begin SUPPLIED MATERIAL

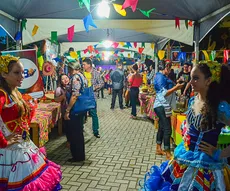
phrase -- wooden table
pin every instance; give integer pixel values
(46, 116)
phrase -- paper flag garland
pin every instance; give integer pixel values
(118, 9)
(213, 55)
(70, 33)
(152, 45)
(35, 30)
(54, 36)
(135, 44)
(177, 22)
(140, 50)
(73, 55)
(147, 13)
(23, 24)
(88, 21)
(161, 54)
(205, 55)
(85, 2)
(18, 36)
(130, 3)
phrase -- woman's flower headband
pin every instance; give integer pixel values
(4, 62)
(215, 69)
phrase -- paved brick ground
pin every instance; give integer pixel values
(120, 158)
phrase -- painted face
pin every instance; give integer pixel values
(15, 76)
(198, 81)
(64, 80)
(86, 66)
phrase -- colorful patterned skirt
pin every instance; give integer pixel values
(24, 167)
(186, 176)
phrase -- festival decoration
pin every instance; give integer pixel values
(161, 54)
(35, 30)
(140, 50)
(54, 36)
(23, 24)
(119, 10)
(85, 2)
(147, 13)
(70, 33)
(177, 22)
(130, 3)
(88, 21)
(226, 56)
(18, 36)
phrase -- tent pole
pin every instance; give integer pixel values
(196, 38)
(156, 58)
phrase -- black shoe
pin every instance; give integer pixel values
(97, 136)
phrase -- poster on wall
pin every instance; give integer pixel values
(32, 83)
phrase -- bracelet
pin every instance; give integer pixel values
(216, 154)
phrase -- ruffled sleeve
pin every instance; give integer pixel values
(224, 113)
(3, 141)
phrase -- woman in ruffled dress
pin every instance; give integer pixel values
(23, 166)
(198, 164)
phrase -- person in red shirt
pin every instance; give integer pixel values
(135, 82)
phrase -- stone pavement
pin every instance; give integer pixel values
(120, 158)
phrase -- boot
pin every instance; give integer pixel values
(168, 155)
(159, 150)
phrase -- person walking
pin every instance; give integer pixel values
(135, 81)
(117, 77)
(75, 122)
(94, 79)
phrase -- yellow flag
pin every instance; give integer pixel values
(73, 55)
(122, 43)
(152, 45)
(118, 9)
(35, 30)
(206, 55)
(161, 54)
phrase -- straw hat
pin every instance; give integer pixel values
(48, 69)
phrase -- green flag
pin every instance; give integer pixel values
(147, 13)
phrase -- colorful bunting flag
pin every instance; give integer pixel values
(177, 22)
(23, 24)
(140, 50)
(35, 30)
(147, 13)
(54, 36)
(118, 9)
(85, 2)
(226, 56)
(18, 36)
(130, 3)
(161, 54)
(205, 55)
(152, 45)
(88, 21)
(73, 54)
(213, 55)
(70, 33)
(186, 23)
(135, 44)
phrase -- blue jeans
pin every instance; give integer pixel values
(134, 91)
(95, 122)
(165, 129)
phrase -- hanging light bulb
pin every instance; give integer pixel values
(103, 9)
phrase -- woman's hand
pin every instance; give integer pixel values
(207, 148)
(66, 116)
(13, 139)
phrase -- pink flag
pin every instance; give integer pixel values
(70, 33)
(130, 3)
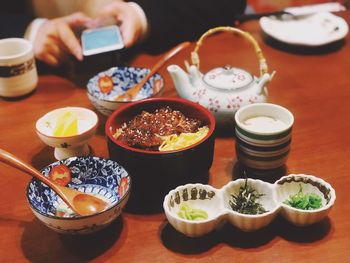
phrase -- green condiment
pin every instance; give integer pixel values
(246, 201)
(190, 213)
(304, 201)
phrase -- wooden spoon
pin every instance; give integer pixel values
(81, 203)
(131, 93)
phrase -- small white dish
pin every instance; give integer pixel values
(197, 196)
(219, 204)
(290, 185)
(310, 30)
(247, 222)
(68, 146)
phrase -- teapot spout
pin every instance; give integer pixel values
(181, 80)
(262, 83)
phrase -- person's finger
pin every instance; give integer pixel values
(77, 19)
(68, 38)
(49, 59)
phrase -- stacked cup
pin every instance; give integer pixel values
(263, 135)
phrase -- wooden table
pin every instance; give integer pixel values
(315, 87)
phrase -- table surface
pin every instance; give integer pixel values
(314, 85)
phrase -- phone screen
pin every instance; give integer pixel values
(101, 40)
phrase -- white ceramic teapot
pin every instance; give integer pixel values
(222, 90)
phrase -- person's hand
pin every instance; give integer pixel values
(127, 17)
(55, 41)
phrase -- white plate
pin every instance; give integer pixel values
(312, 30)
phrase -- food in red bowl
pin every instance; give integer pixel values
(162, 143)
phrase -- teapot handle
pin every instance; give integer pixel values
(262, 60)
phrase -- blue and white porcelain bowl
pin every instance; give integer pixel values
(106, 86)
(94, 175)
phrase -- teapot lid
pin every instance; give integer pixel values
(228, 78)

end SUPPLIED MATERIAL
begin SUPPLIED MATERIAL

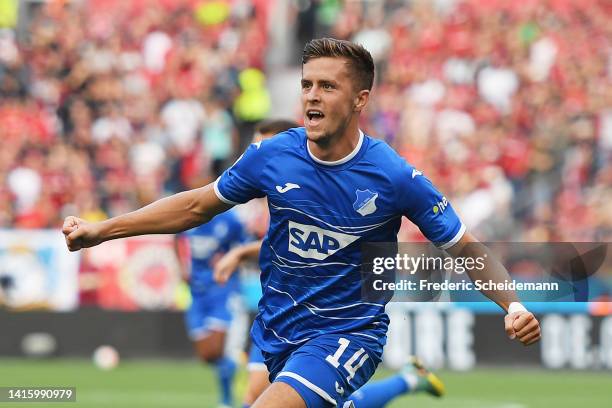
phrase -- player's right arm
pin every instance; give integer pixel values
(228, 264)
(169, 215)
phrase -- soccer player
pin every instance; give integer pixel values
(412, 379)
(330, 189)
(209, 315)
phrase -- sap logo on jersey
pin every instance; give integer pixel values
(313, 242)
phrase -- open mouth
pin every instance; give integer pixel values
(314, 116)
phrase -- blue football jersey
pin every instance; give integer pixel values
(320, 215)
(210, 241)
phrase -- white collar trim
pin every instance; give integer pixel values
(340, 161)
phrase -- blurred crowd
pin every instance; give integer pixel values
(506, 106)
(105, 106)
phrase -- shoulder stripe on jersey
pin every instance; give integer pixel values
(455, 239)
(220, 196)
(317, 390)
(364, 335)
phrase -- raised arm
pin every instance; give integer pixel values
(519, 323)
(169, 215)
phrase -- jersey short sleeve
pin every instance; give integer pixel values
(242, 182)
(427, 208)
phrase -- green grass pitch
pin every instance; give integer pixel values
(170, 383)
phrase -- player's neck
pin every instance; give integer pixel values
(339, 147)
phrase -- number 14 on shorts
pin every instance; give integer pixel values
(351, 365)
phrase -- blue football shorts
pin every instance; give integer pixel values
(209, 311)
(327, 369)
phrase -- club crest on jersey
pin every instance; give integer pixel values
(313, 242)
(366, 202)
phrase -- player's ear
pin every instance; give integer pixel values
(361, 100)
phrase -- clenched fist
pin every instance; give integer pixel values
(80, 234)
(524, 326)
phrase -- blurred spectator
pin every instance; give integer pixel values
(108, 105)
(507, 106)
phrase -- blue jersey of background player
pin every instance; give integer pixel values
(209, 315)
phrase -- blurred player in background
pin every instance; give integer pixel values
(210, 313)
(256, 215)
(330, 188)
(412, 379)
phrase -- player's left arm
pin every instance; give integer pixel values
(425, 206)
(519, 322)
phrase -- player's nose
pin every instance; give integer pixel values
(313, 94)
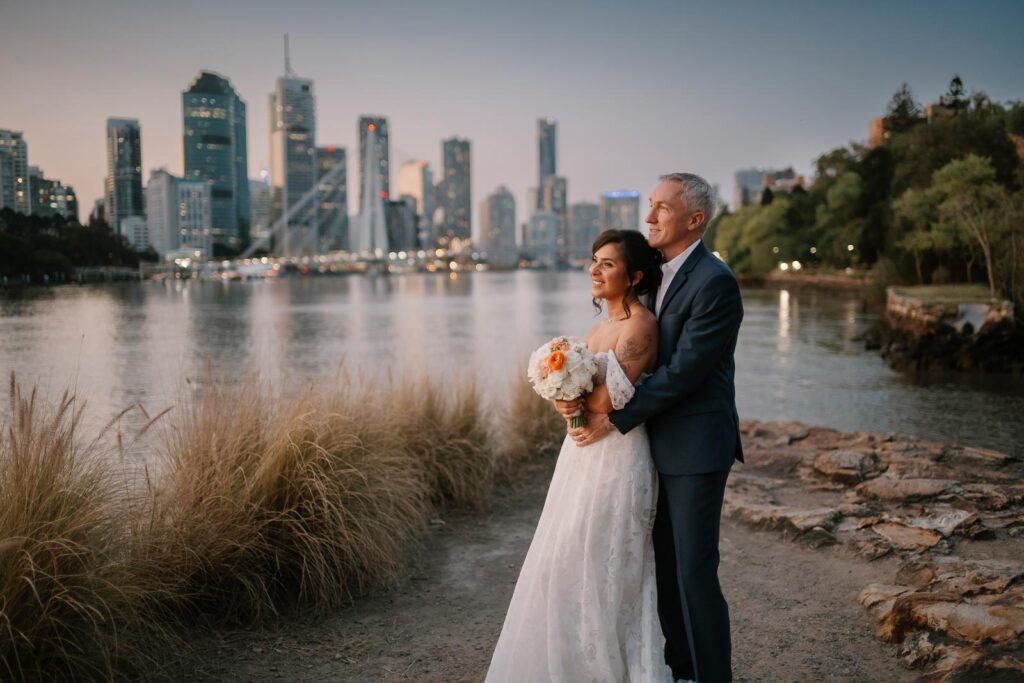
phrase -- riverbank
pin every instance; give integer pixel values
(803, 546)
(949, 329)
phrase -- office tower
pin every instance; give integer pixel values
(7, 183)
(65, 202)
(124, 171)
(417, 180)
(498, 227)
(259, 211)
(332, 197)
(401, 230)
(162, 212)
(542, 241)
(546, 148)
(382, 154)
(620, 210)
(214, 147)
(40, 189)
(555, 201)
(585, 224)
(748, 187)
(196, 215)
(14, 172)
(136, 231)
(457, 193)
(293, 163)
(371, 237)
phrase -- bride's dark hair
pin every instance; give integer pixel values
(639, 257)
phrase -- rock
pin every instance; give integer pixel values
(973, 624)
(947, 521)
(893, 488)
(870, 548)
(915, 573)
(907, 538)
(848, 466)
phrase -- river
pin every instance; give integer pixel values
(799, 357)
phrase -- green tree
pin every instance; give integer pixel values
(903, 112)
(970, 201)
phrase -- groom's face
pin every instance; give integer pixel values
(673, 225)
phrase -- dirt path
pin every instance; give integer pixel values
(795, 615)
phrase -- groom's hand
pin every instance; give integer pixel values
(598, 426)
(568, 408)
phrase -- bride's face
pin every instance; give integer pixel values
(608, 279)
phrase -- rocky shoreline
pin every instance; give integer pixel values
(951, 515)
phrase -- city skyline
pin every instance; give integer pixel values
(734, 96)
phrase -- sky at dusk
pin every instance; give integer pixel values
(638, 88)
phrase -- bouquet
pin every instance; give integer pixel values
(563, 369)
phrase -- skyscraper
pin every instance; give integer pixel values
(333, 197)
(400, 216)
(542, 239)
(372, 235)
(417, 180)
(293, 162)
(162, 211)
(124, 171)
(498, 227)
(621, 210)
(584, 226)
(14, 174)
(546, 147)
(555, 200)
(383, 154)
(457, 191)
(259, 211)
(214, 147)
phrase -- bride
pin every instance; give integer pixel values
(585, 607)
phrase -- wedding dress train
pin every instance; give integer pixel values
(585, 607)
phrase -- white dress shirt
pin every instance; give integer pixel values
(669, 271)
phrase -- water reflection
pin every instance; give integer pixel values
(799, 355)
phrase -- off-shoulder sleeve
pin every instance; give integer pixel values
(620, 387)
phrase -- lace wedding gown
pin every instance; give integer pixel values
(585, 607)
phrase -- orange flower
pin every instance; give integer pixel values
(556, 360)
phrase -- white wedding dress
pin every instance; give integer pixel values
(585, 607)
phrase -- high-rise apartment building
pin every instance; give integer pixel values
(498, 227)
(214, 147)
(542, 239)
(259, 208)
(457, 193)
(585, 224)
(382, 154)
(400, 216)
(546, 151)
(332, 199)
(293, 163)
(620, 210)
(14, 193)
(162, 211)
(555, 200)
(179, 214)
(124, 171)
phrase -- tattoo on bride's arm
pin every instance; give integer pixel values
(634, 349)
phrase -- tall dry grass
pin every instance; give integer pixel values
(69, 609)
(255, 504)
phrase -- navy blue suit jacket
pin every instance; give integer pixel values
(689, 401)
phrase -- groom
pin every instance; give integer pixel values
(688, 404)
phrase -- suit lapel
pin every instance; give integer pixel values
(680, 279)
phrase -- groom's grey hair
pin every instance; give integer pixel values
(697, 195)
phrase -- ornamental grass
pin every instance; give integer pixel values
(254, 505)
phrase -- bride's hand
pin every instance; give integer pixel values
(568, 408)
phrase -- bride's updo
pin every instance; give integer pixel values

end SUPPLIED MATERIAL

## THE EXERCISE
Locate every line above that contains the word "flower" and copy each such line. Case counts.

## RIGHT ANSWER
phrase -- woman's flower headband
phrase -- orange flower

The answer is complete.